#### Document extract
Combating the Privatization of Life in a Neo-Liberal Regime: The Fight for Water Democracies in India

Combating the Privatization of Life in a
Neo-Liberal Regime: The Fight for Water
Democracies in India

by: Gavin Raders
in The Berkeley Undergraduate Journal, 2009

Abstract

“Natural” water scarcity is often touted by international banks and trade organizations
as a justification for the wholesale privatization of common water supplies and urban water
infrastructure, giving powerful multinational corporations ownership over the most precious
precondition for Life. Through participatory research, fieldwork, and a critical anthropological
lens, this paper examines two struggles against water privatization in South India: the fight for
water rights in the village of Plachimada against the exploitation and pollution of water by the
Coca-Cola company, and the fight against privatization of the municipal water supply in the
“Silicon Valley” of India – Bangalore - which would effectively cut off free access to drinking
water for the city’s massive population of urban slum dwellers. I seek to deconstruct the notion
of water crises as a “natural” phenomenon by showing how British colonial practices and
the modern Indian State have created water scarcity by systematically destroying indigenous
water harvesting technologies that have long created ecological abundance in village India and
by usurping control and the ownership of water. With the recognition that water scarcity,
ecological destruction, and accompanying poverty are man-made phenomena, I explore the
inverse by arguing that human design systems can instead create local ecological abundance
and economic self-sufficient communities. And it all starts with water: Earth’s most precious
free gift to Life.

#### What you should do
Using the abstract on water privatization in India, answer yes or no to whether each of these statements agrees with it, and back each answer with the deciding words quoted from it. 1. The paper looks at two struggles against water privatization in South India. 2. The fight in Plachimada was against a government water utility. 3. The author treats water crises as a natural phenomenon. The material that comes next has nothing to do with the abstract.

#### Data excerpt
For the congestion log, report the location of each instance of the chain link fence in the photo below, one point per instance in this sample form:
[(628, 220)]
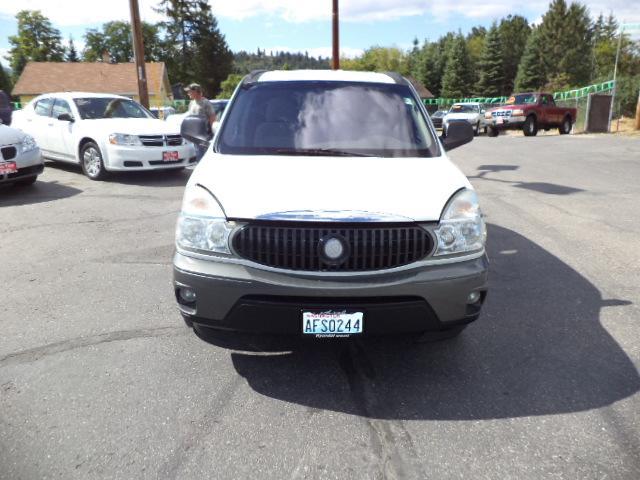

#### Solution
1. Yes: "this paper examines two struggles against water privatization in South India"
2. No: "against the exploitation and pollution of water by the Coca-Cola company"
3. No: "I seek to deconstruct the notion of water crises as a “natural” phenomenon"